--- Problem ---
Everything from the line with "Please return the segmentation of every instance of the brast" to the end of the data is to be retyped exactly, and nothing else.

[Start of Attachment]

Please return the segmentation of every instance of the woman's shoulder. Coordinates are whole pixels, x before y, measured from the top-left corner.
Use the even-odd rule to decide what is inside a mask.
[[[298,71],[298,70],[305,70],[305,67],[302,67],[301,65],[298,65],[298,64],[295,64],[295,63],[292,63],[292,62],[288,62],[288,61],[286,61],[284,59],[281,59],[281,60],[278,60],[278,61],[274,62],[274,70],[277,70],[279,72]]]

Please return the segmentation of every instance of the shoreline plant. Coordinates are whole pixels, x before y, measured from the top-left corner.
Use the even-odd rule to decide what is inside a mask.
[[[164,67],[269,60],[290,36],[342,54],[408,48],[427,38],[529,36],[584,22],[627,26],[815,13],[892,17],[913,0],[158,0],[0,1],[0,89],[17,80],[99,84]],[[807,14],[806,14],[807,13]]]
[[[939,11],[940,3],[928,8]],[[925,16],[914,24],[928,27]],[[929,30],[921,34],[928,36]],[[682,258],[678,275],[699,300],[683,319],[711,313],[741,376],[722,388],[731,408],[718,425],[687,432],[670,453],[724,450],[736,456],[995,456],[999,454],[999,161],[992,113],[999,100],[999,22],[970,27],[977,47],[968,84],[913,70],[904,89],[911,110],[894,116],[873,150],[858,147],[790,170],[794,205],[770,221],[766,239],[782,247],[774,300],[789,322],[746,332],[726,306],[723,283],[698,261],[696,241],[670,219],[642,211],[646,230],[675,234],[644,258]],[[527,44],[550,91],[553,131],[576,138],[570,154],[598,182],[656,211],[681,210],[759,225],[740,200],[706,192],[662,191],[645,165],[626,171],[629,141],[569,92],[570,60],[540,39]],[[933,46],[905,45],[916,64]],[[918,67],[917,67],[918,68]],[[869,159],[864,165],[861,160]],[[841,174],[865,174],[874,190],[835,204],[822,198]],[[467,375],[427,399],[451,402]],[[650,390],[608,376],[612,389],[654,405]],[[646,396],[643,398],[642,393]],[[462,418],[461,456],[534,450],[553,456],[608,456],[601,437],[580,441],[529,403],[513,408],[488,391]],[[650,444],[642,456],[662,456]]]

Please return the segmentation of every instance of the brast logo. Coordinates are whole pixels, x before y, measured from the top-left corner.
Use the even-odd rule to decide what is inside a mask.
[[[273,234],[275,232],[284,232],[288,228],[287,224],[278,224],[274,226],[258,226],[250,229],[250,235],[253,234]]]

[End of Attachment]

--- Problem solution ---
Please return the segmentation of every instance of the brast logo. Coordinates are whole pixels, x before y, measured from the top-left corner.
Use the even-odd rule to decide what is inside a mask.
[[[273,234],[275,232],[284,232],[288,228],[287,224],[278,224],[274,226],[258,226],[250,229],[250,235],[253,234]]]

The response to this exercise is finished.